__Aim__. Output the passage from the forum excerpt below word for word. Begin at the words "## Greimour (Jul" and stop after "mine remains true.".

__Excerpt__.
Not sure about the sentiments here.  Personally I don't like to feel as though I have stumbled onto a loud flashy brass band of text oompah-ing me into submission before I've collected my senses.  I like to be introduced to a scene gently so that protagonist and his world are seen in symbiosis, which means someone has to take the time to convince me.  Just my POV. For some weird reason, Post 1 above reminds me of a Tom and Gerry cartoon


----------



## Greimour (Jul 23, 2014)

Kepharel said:


> Not sure about the sentiments here.  Personally I don't like to feel as though I have stumbled onto a loud flashy brass band of text oompah-ing me into submission before I've collected my senses.  I like to be introduced to a scene gently so that protagonist and his world are seen in symbiosis, which means someone has to take the time to convince me.  Just my POV. For some weird reason, Post 1 above reminds me of a Tom and Gerry cartoon



Well, a personal quote of mine: "A story is like a hot bath; you have to ease in nice and slow before you can fully enjoy it."

I have lost count of the books I have read that start with action, but even in those cases that quote of mine remains true.

__Dataset entries__.
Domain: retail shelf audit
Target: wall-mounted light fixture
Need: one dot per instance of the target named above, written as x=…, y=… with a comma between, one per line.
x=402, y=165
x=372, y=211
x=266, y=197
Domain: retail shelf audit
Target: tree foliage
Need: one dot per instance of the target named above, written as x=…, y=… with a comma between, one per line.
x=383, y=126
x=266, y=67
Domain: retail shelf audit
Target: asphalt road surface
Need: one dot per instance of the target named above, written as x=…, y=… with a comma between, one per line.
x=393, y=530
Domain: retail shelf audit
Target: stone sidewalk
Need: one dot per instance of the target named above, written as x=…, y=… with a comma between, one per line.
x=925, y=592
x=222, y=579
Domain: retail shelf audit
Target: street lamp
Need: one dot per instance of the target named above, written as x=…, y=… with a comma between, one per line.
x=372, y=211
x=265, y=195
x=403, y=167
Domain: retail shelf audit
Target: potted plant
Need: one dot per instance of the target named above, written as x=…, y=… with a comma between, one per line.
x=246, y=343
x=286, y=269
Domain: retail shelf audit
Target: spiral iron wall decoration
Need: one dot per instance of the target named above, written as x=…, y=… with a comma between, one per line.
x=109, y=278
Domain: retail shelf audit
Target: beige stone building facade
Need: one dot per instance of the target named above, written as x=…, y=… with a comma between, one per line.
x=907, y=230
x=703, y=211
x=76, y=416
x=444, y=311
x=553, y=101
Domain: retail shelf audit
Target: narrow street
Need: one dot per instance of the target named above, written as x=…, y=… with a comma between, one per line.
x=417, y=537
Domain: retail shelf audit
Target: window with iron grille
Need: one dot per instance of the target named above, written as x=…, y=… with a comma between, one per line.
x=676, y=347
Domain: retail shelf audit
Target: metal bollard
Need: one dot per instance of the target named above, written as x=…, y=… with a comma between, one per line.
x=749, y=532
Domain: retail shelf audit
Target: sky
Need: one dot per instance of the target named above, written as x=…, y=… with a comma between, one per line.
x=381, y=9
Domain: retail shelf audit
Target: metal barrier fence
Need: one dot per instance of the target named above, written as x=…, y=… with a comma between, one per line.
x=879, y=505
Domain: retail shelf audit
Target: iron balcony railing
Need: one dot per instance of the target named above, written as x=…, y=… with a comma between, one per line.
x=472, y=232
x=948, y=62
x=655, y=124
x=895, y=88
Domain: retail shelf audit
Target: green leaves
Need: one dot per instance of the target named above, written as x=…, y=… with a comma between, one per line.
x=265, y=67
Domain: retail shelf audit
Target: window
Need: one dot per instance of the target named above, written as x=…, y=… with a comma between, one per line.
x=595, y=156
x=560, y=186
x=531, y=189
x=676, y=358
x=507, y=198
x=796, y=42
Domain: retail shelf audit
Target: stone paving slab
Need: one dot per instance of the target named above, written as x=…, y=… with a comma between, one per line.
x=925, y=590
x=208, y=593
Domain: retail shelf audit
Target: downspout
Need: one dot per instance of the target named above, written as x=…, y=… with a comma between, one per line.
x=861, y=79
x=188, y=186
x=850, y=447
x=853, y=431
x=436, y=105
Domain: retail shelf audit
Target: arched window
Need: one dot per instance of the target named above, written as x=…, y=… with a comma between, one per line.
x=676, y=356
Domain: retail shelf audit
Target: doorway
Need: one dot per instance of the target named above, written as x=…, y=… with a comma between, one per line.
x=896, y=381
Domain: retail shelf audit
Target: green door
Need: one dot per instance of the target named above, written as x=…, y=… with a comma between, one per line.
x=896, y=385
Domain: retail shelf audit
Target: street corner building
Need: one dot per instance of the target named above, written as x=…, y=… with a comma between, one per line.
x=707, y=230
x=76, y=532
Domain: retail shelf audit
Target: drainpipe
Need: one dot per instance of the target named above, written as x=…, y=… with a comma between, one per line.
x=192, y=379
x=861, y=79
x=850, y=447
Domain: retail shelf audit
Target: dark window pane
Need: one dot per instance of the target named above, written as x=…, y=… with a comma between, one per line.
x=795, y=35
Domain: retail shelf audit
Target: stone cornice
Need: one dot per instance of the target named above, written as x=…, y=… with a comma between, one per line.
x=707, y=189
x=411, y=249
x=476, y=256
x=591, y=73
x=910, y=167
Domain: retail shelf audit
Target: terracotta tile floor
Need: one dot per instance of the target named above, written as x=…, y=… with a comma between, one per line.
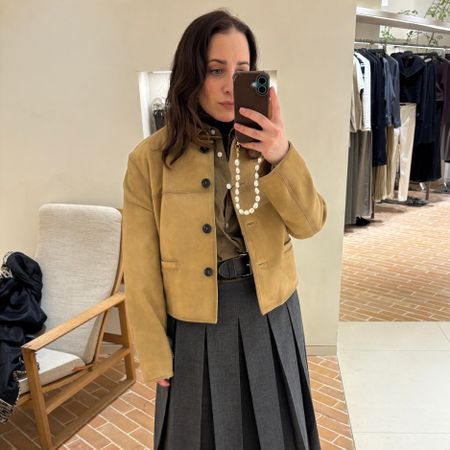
x=397, y=268
x=128, y=422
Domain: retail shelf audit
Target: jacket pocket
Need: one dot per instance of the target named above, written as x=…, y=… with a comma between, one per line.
x=169, y=264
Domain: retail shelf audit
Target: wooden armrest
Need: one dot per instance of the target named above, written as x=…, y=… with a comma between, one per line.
x=65, y=327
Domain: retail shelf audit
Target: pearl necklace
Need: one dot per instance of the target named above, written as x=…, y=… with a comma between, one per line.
x=237, y=177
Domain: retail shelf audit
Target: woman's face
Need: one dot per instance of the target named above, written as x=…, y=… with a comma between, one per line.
x=227, y=53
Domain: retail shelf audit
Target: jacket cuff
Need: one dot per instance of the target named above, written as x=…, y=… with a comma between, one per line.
x=290, y=189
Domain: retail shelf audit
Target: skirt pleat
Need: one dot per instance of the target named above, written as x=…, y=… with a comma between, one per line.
x=240, y=384
x=224, y=374
x=285, y=346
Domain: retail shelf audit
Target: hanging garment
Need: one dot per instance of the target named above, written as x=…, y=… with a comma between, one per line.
x=356, y=109
x=406, y=144
x=378, y=115
x=392, y=92
x=418, y=85
x=240, y=384
x=359, y=177
x=366, y=100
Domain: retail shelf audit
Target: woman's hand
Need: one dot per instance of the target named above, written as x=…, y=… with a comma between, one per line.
x=164, y=382
x=274, y=144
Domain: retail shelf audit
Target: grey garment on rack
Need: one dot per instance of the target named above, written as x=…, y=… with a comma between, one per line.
x=393, y=101
x=445, y=142
x=359, y=177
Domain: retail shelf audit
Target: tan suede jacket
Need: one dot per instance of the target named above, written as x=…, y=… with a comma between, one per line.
x=170, y=256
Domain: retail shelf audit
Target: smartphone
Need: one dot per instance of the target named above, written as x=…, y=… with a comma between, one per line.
x=251, y=90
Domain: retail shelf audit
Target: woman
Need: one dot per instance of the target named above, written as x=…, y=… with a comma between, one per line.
x=211, y=289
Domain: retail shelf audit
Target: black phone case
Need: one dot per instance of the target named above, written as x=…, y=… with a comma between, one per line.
x=245, y=95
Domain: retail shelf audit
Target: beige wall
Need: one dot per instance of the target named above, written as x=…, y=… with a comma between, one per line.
x=69, y=110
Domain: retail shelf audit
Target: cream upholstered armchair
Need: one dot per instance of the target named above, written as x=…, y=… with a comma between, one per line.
x=79, y=252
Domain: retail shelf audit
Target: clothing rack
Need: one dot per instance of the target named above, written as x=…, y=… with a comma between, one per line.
x=425, y=187
x=398, y=44
x=396, y=20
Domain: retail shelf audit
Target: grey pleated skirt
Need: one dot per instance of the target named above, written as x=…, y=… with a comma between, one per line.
x=240, y=384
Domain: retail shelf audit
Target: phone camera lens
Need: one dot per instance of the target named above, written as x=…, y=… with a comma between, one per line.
x=262, y=80
x=262, y=90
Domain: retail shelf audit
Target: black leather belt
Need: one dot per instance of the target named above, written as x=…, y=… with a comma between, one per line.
x=236, y=267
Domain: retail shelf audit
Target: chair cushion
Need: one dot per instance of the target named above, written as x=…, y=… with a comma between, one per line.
x=53, y=365
x=78, y=249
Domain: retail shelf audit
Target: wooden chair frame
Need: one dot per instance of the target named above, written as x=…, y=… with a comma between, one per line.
x=82, y=376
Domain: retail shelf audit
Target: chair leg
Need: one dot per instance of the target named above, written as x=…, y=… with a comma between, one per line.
x=38, y=401
x=130, y=367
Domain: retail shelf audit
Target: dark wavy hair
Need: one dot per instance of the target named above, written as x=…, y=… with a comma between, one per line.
x=189, y=67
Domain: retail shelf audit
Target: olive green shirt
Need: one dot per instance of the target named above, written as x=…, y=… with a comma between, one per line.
x=230, y=241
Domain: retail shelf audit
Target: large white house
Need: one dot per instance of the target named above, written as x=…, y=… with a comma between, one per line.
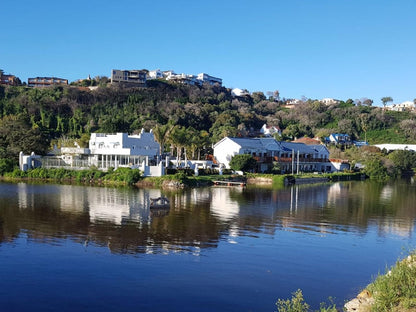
x=121, y=149
x=292, y=157
x=108, y=151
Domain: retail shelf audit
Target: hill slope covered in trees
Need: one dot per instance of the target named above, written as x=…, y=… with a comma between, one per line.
x=31, y=118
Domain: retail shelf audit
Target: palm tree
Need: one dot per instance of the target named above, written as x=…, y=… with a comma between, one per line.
x=179, y=140
x=161, y=133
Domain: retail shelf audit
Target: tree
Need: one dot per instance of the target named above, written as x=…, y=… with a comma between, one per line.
x=385, y=100
x=403, y=160
x=243, y=162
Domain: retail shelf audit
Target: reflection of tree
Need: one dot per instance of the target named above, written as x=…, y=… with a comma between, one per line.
x=194, y=222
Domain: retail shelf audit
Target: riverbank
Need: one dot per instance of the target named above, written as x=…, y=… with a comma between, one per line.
x=180, y=180
x=394, y=291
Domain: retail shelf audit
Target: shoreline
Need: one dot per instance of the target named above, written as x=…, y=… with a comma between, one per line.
x=180, y=181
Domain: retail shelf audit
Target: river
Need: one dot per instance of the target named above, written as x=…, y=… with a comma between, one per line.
x=81, y=248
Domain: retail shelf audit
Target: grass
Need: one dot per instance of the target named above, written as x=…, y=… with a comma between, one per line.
x=298, y=304
x=395, y=291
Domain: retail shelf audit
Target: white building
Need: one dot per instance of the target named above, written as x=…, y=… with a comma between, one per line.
x=108, y=151
x=394, y=147
x=270, y=130
x=405, y=106
x=155, y=74
x=121, y=149
x=239, y=92
x=329, y=101
x=292, y=157
x=205, y=78
x=137, y=77
x=183, y=78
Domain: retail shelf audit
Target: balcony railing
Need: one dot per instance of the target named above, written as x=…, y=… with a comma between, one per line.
x=270, y=159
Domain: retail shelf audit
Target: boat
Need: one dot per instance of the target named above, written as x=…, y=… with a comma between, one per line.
x=159, y=203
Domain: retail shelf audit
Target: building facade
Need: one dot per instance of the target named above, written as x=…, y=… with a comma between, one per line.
x=133, y=77
x=107, y=151
x=205, y=78
x=39, y=82
x=9, y=80
x=291, y=157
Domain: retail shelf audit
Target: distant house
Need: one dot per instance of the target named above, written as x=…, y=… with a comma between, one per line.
x=154, y=74
x=239, y=92
x=404, y=106
x=291, y=157
x=39, y=82
x=183, y=78
x=129, y=77
x=292, y=102
x=394, y=147
x=340, y=138
x=205, y=78
x=329, y=101
x=9, y=80
x=269, y=131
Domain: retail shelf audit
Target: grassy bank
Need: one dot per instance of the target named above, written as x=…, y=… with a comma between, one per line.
x=394, y=291
x=119, y=177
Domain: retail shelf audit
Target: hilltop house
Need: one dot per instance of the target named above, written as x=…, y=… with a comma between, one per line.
x=105, y=151
x=269, y=131
x=292, y=157
x=129, y=77
x=39, y=82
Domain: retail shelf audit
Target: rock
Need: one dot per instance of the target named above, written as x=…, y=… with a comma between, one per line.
x=362, y=303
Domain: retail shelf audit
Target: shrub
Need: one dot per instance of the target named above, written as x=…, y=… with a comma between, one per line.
x=6, y=165
x=295, y=304
x=244, y=162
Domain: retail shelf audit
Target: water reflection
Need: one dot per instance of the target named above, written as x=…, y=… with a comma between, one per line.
x=199, y=218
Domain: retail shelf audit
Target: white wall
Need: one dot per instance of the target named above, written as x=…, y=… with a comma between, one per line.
x=225, y=150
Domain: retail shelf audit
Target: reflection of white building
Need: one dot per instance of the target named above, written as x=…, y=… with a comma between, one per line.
x=222, y=206
x=239, y=92
x=108, y=150
x=205, y=78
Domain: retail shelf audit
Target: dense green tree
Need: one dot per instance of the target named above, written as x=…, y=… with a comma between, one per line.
x=16, y=135
x=386, y=99
x=403, y=160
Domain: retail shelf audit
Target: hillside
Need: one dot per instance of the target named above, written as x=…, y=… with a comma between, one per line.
x=32, y=118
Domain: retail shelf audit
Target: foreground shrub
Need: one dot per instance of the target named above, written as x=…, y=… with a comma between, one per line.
x=6, y=165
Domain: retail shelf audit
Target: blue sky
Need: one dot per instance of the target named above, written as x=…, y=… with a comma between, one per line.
x=313, y=48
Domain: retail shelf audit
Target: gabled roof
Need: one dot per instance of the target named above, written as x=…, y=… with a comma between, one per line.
x=269, y=144
x=302, y=148
x=307, y=141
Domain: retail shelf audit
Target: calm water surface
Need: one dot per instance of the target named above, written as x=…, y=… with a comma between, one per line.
x=75, y=248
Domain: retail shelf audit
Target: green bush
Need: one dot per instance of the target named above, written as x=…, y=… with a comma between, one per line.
x=295, y=304
x=6, y=165
x=126, y=175
x=243, y=162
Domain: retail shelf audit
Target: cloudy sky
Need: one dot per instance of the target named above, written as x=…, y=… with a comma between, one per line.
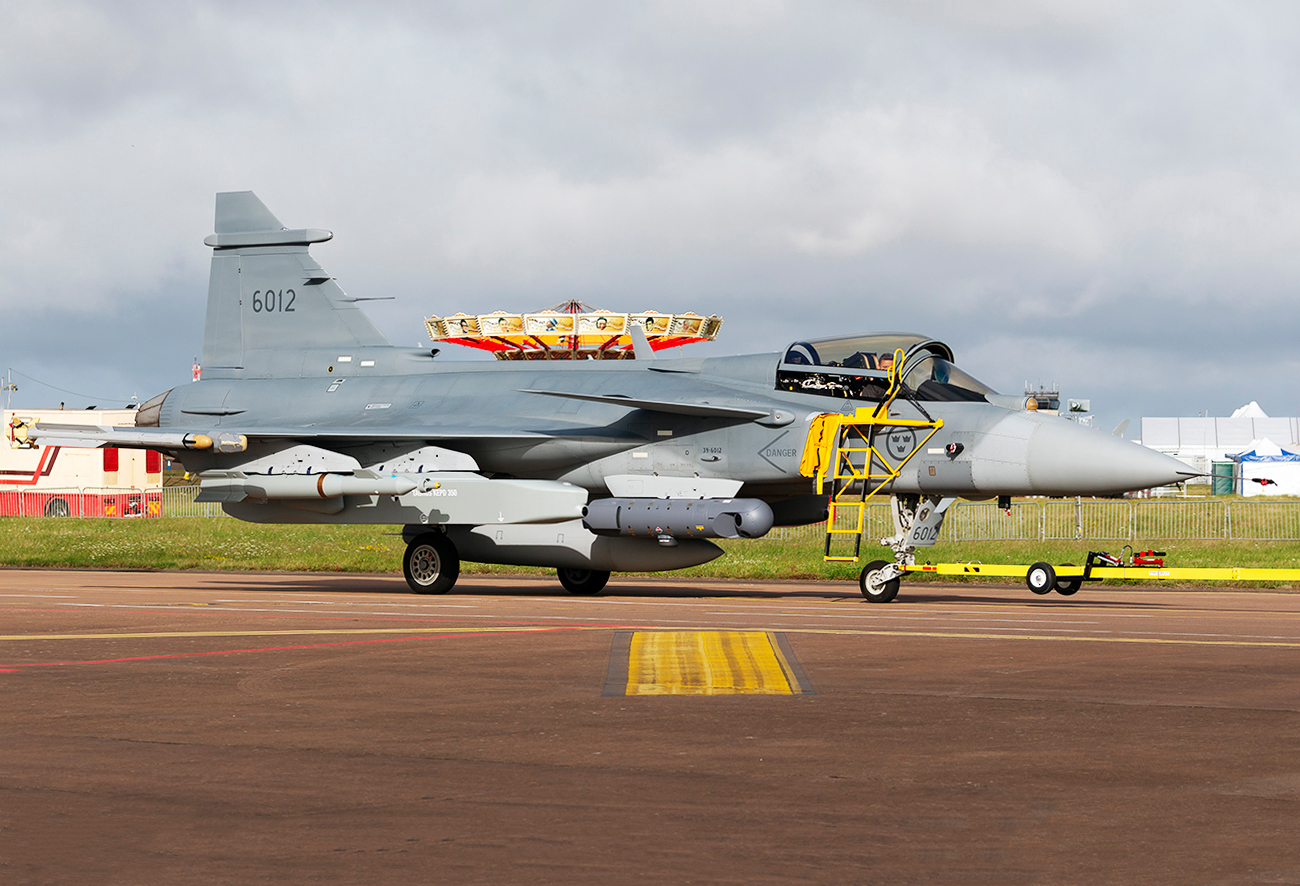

__Solved problem__.
## Greimour (Jul 23, 2014)

Kepharel said:


> Not sure about the sentiments here.  Personally I don't like to feel as though I have stumbled onto a loud flashy brass band of text oompah-ing me into submission before I've collected my senses.  I like to be introduced to a scene gently so that protagonist and his world are seen in symbiosis, which means someone has to take the time to convince me.  Just my POV. For some weird reason, Post 1 above reminds me of a Tom and Gerry cartoon



Well, a personal quote of mine: "A story is like a hot bath; you have to ease in nice and slow before you can fully enjoy it."

I have lost count of the books I have read that start with action, but even in those cases that quote of mine remains true.